• Source:

Goal 0.1: insert + parallel map on a set

[rrnewton]

Parallel map on a set may not initially seem like it needs total Ord, but in LVish, it does. For instance, if you look at how the traverseSet function works, it must:

• divide and conquer the input set
• asynchronously insert into the output set

The assumption that inserts safely commute requires total Ord, as we've been discussing.

This goal is met when we have some kind of traverseSet operation that takes a proof of Ord totality (three proofs actually). This should in turn be based on an insert function that takes those same proofs.

[Note: for this prototype, because of problems with (1) type classes and (2) passing proofs in product types, we will pass proofs as separate function arguments.]

[rrnewton]

This should probably just be a branch of LVish with the fancier types. Please branch off of something that is passing unit tests.

[vikraman]

I'm wondering if turning on the LiquidHaskell --totality flag will be enough to ensure that compare :: a -> a -> Ordering is total, so we just need proofs of antisymmetry and transitivity.

[vikraman]

Ok, it's not enough, we still need the total order proof.

[rrnewton]

Could you post whatever counterexample convinced you?

As far as I can see, in a higher order case like this... I'm not sure how we can state that the totality check was applied to the function passed in. That is, can't I just put the function in another module, check it without --totality and then fool your function?

[nikivazou]

I too doubt that the totality check can be of any use to a polymorphic function compare :: a -> a -> Ordering. I cannot see how a polymorphic function can be partially defined, since you cannot do case analysis on its inputs.

[rrnewton]

I guess the idea was if you guarantee that all call sites for Set.insert are checked with liquid haskell, and that the code for the concrete (monorphic) compare functions are likewise checked.... then --totality would cover it?

• Rows:
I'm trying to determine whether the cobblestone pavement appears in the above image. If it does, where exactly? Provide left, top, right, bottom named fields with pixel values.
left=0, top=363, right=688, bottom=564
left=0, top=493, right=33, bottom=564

--

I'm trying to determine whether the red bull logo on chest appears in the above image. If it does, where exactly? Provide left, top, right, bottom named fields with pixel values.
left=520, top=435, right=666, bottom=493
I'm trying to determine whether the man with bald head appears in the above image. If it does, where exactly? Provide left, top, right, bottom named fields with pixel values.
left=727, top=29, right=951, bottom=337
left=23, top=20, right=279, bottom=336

• Goals:
(1) Recast the records from the line containing "I'm trying to determine whether the cobblestone" through the line containing "left=0, top=493, right=33, bottom=564" as a Markdown table with the columns Row and Line. Leave out blank lines.
(2) Continue the forum thread about totality proofs for LVish set operations from its last post.
The thread and the records were taken from unrelated sources.

• Task-by-task results:
(1)
| Row | Line |
|---|---|
| 1 | I'm trying to determine whether the cobblestone pavement appears in the above image. If it does, where exactly? Provide left, top, right, bottom named fields with pixel values. |
| 2 | left=0, top=363, right=688, bottom=564 |
| 3 | left=0, top=493, right=33, bottom=564 |

(2)
I'm a bit confused about how we would assert totality in a refinement anyway. Wouldn't it be covered by whatever other refinements we have? I.e. any references to the compare operation in the refinements (e.g. antisymmetry/transitivity) mean it has been axiomatized and therefore is total?

[vikraman]

I was confusing the two notions of totality. For example, this is a total function, but it fails the totality requirement of a total order.

leqInt :: Int -> Int -> Bool
leqInt x y = False

So, instead of Ord a =>, we need to pass in:

   (leq : a -> a -> Bool) 
-> (x:a -> y:a -> { leq x y || leq y x })
-> (x:a -> y:a -> { leq x y && leq y x => x == y }) 
-> (x:a -> y:a -> z:a -> { leq x y && leq y z ==> leq x z })

[rrnewton]

I see... does that differ a bit with the a -> a -> Ordering signature? Wouldn't the latter mean that --totality is enough to force compare to meet the a <= b || b <= a requirement of the total order?

[rrnewton]

Oh, but I just realized that writing down that signature you pasted gets very very ugly using compare directly.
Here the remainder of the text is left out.